**Aim of the task:** Images are to be excluded from the copy, and the records below reproduced word for word.

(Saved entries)
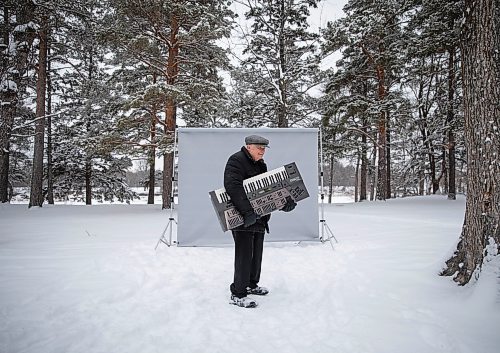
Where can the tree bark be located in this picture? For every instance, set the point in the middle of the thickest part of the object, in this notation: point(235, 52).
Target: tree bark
point(480, 47)
point(282, 113)
point(450, 117)
point(50, 176)
point(24, 11)
point(388, 157)
point(170, 112)
point(382, 139)
point(36, 192)
point(330, 180)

**Solution to the exercise:**
Where can the tree bark be located in this picture? For every instance, set the point in the middle of the thickest part of the object, in this notation: point(235, 52).
Target: tree bark
point(480, 47)
point(282, 113)
point(450, 117)
point(50, 176)
point(24, 11)
point(388, 157)
point(170, 112)
point(382, 139)
point(36, 192)
point(330, 180)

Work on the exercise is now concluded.